Consigne 1
Répondez à ces questions à partir du texte fourni :
(a) Comment l'auteur appelle-t-il ce qu'il veut chasser du débat public ?
(b) Dans quels pays se déroulent les efforts renouvelés pour redéfinir l'antisémitisme ?
(c) Quels deux pays l'administration Trump voit-elle comme les éléments essentiels d'une coalition anti-iranienne ?
◆ ◆ ◆ ◆ ◆ ◆ ◆
Puis, quand quelqu’un critique le
sionisme ou Israël, il est accusé de
critiquer le judaïsme ou les Juifs –
même si le critique lui-même ne croit
pas que le judaïsme et le sionisme ne
font qu’un. Pour des raisons évidentes,
il s’agit d’un mouvement rhétorique
absolument illégitime. Un critique
d’Israël peut faire une distinction
nette entre le judaïsme et le sionisme,
les Juifs et les sionistes – de nombreux
Juifs ont longtemps insisté sur cette
distinction – mais le partisan israélien
prétend néanmoins que le critique du
sionisme ou d’Israël veut aussi
critiquer les Juifs ou la religion
elle-même. C’est scandaleux, et l’une de
mes missions est d’aider à exposer et à
débarrasser le débat public de ce que
j’appelle la confusion invasive.
Il n’y a aucune raison pour que les
critiques d’Israël soient présumées
antisémites. Et les efforts renouvelés
pour redéfinir l’antisémitisme comme
incluant l’antisionisme – qui se
déroulent aux États-Unis, au Royaume-Uni
et ailleurs – doivent être démystifiés
en tant que fraude opportuniste. Il est
tout simplement illogique de croire que,
parce que certains critiques d’Israël
sont anti-antisémites – l’antisémitisme
reste un phénomène marginal aux
États-Unis et au Royaume-Uni – tout
critique particulier d’Israël est un
antisémite et la critique d’Israël est
le mal en soi.
Comment
expliquez-vous l’influence d’Israël dans
la décision politique US ?
Le lobby israélien
est une des raisons, mais une seule. De
nombreux décideurs politiques américains
ont vu Israël comme un allié stratégique
au Moyen-Orient contre l’Iran et la
Russie. L’administration Trump voit
clairement Israël et l’Arabie Saoudite
comme les éléments essentiels d’une
coalition anti-iranienne. Je crois qu’un
Israël qui viole les normes de la
justice universelle n’est en fait pas un
allié stratégique du peuple
américain.
◆ ◆ ◆ ◆ ◆ ◆ ◆
Consigne 2
Recopiez à l'identique les lignes du jeu de données de pointage, depuis celle qui contient « For each instance of the green forest, imagine » jusqu'à la dernière ligne de ce jeu de données, incluses.

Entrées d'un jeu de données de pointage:
◆ ◆ ◆ ◆ ◆ ◆ ◆
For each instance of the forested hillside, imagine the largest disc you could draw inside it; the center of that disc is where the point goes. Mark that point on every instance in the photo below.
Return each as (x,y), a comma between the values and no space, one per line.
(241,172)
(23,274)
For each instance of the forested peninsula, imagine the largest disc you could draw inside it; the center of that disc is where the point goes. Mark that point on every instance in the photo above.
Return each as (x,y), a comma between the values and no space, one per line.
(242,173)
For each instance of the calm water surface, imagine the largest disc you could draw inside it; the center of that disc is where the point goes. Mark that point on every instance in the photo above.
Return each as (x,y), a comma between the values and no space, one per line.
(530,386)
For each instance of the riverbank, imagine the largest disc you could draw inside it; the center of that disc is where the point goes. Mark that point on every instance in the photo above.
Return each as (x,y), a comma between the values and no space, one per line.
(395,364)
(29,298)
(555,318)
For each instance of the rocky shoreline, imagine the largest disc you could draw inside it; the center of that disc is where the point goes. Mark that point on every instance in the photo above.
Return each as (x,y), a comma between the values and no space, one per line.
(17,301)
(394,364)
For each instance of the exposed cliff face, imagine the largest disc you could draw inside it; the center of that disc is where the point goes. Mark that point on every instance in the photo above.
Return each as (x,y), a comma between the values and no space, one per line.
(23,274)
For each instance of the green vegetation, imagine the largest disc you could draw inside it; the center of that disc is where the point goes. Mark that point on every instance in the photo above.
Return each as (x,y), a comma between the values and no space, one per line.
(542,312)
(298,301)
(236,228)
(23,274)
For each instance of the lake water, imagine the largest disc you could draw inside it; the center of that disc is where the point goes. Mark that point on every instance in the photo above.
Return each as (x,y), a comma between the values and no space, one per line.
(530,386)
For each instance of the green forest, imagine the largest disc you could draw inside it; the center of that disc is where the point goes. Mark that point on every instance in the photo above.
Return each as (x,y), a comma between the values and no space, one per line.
◆ ◆ ◆ ◆ ◆ ◆ ◆
Réponse attendue 1
(a) La confusion invasive.
(b) Aux États-Unis, au Royaume-Uni et ailleurs.
(c) Israël et l'Arabie Saoudite.

Réponse attendue 2
For each instance of the green forest, imagine the largest disc you could draw inside it; the center of that disc is where the point goes. Mark that point on every instance in the photo above.
Return each as (x,y), a comma between the values and no space, one per line.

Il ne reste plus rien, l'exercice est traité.